TASK DESCRIPTION - Lines before the one containing "Every instance of the shoreline" are excluded; retype that line and all remaining lines of the material exactly.

══ DATASET RECORDS

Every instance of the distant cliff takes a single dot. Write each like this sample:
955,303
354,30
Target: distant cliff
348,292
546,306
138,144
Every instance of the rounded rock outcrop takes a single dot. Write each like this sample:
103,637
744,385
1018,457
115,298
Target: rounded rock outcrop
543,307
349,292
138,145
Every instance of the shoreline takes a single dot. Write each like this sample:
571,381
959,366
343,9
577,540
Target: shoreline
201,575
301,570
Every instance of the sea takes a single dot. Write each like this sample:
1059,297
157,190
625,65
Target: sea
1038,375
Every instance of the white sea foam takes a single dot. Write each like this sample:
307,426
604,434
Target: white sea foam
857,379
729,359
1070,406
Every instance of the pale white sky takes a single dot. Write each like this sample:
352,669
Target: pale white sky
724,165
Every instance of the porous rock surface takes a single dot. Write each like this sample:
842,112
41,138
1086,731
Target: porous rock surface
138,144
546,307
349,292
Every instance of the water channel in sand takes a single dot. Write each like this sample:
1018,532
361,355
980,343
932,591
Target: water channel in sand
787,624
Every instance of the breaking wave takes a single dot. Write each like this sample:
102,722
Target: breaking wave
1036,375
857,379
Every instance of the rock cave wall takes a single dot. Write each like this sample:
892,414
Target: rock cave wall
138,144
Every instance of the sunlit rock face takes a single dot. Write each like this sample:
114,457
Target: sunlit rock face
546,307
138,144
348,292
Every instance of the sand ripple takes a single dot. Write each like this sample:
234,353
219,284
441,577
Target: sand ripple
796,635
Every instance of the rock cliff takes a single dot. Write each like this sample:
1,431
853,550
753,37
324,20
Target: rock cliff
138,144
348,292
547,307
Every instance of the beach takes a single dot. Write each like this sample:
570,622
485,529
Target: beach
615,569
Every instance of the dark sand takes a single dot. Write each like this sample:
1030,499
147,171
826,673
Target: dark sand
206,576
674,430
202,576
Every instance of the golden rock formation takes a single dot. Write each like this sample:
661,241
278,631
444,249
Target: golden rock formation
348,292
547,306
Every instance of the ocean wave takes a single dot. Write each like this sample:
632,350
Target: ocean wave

════

CORRECT ANSWER -
Every instance of the shoreline takes a single dot. Write each like this sample:
571,381
959,366
343,9
577,540
Target: shoreline
201,575
301,570
Every instance of the sea takes a single dot. Write each like this sample:
1059,297
157,190
625,65
Target: sea
1038,375
Every instance of the white sea foam takes a single dot. Write each like this sample:
307,426
604,434
Target: white sea foam
857,379
729,359
1070,406
Every instance of the pale white sky takes a single dot. Write each like this sample:
352,669
Target: pale white sky
724,165
Every instance of the porous rock surface takes a single dot. Write each like this sample:
842,112
41,138
1086,731
Target: porous rock surface
138,144
546,307
349,292
Every instance of the water channel in sand takes a single dot. Write each like this sample:
1018,532
361,355
980,343
932,591
Target: water channel in sand
787,624
Every instance of the breaking wave takes a single dot. Write each like this sample:
102,722
Target: breaking wave
1036,375
857,379
Every instance of the rock cave wall takes a single dot. Write each like this sample:
892,414
Target: rock cave wall
138,144
Every instance of the sunlit rock face takes a single dot. Write each like this sample:
114,457
Target: sunlit rock face
546,307
138,144
348,292
Every instance of the sand ripple takes a single dot. Write each like this sample:
234,353
219,284
441,577
Target: sand ripple
796,635
Every instance of the rock cliff takes a single dot. Write each like this sample:
1,431
853,550
753,37
324,20
Target: rock cliff
138,144
348,292
547,307
Every instance of the beach takes a single dot. Write each like this sample:
570,622
485,529
Target: beach
615,569
Every instance of the dark sand takes a single dot. Write each like this sample:
1030,499
147,171
826,673
Target: dark sand
206,576
674,430
202,576
Every instance of the golden rock formation takes a single dot. Write each like this sample:
661,241
278,631
444,249
Target: golden rock formation
348,292
547,306
Every instance of the ocean wave takes a single dot. Write each like this sample:
632,350
Target: ocean wave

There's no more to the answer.